**WHAT IS BEING ASKED**
Only those lines from the one with "teapot handle, listing" through the last line of the material below should be output, each exactly as it appears.
□ □ □
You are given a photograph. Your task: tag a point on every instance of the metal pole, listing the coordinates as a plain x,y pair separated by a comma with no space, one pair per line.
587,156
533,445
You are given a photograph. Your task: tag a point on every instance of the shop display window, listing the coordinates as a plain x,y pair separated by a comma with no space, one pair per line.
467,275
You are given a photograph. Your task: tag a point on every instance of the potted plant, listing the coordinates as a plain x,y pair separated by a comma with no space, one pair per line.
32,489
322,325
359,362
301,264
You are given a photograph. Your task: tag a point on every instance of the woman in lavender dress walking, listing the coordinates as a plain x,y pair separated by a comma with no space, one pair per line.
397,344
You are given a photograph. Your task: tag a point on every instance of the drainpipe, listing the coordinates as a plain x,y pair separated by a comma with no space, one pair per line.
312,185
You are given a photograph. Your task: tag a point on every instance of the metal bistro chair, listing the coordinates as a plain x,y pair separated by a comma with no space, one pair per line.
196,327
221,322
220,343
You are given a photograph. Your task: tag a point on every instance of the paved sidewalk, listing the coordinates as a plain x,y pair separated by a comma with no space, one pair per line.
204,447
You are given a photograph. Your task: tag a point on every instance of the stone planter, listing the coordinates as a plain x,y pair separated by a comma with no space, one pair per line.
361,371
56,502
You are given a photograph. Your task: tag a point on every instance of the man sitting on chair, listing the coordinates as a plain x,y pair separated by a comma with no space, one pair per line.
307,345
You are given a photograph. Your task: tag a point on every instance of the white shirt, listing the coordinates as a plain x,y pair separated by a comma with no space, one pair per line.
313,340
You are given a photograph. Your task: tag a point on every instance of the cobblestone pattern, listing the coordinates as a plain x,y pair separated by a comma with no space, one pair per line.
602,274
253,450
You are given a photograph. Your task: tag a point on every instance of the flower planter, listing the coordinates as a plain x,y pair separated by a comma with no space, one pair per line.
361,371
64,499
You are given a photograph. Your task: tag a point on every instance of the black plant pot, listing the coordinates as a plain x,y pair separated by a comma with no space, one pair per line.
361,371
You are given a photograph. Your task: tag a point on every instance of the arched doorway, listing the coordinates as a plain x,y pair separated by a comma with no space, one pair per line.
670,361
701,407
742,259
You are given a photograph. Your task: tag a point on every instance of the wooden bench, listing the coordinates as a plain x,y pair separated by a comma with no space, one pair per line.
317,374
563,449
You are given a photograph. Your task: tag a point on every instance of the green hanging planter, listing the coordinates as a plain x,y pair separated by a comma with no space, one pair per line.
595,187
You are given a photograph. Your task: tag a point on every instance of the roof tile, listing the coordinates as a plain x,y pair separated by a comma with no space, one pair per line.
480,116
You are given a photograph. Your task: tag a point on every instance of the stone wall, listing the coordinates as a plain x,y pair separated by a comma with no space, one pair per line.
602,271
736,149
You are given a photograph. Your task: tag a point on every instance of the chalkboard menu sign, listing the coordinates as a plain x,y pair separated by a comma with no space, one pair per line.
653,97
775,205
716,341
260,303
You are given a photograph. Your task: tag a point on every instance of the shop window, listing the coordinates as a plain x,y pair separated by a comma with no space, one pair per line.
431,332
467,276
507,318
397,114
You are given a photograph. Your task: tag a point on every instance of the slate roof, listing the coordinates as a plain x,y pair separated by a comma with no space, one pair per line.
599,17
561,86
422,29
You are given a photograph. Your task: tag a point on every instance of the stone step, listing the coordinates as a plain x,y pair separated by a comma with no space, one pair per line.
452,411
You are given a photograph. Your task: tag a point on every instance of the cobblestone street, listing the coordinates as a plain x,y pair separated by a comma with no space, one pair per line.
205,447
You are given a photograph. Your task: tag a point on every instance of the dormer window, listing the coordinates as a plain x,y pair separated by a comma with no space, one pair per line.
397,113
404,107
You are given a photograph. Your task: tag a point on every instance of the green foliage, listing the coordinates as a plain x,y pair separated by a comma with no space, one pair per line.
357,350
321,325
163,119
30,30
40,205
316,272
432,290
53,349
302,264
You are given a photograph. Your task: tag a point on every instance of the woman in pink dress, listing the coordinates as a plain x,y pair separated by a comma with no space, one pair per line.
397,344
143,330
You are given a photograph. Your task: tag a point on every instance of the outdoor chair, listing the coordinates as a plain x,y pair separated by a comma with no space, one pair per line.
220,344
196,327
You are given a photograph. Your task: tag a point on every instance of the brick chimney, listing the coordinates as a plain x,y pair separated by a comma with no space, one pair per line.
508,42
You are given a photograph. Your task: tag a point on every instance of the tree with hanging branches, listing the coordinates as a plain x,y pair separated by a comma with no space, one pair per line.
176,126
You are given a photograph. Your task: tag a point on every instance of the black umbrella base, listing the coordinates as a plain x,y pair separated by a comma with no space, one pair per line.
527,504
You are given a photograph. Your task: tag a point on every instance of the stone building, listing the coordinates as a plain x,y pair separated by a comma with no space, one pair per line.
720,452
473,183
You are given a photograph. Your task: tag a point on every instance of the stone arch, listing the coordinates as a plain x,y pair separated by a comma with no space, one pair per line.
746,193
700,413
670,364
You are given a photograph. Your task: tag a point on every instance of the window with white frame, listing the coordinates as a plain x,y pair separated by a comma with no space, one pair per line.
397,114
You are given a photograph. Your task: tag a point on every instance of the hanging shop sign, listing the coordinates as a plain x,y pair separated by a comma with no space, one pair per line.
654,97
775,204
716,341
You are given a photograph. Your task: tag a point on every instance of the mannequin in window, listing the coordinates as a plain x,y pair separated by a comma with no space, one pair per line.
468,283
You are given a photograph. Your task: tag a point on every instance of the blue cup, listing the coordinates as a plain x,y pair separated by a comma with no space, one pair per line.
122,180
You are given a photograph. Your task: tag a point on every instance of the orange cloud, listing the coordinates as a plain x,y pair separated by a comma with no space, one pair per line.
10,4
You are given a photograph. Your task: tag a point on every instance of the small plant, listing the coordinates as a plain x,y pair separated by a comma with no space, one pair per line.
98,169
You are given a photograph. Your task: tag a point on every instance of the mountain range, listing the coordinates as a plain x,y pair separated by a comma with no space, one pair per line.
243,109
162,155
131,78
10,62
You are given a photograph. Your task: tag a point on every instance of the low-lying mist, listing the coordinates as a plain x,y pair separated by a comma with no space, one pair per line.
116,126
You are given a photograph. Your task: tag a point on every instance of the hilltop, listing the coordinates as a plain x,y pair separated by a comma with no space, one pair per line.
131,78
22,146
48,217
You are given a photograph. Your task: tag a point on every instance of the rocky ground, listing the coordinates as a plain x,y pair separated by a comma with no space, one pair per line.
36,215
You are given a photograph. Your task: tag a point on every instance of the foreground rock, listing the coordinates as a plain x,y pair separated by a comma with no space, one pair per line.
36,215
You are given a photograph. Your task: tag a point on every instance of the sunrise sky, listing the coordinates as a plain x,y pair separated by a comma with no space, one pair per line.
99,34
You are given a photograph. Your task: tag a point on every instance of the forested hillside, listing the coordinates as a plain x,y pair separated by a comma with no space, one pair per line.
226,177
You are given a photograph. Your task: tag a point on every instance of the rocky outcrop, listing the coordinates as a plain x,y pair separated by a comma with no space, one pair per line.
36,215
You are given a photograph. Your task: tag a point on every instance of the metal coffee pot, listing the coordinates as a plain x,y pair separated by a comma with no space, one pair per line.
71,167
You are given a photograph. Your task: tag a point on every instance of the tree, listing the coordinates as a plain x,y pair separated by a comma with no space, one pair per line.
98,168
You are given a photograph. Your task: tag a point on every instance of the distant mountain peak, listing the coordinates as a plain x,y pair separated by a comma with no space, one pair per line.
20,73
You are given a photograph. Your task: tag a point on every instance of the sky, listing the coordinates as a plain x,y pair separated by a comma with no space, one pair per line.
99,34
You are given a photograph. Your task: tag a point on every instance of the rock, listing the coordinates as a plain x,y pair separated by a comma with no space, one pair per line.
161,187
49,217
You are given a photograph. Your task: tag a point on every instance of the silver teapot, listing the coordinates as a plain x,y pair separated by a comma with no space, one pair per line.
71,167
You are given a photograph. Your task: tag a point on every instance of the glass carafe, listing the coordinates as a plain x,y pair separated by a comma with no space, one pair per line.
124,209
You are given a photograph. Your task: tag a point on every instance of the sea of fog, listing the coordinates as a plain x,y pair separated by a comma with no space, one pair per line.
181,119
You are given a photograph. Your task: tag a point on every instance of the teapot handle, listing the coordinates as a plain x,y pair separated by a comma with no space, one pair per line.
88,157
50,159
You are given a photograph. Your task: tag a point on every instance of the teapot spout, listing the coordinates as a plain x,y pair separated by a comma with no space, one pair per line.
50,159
□ □ □
**ANSWER TO THIS PROBLEM**
You are given a photograph. Your task: tag a point on every instance of the teapot handle, listing the coordinates as a plain x,y pair separated by a comma with no space, one pair per line.
88,157
50,159
You are given a photograph. Your task: tag a point on every instance of the teapot spout, listing the coordinates as a plain x,y pair separated by a comma with no space, one pair per line.
50,159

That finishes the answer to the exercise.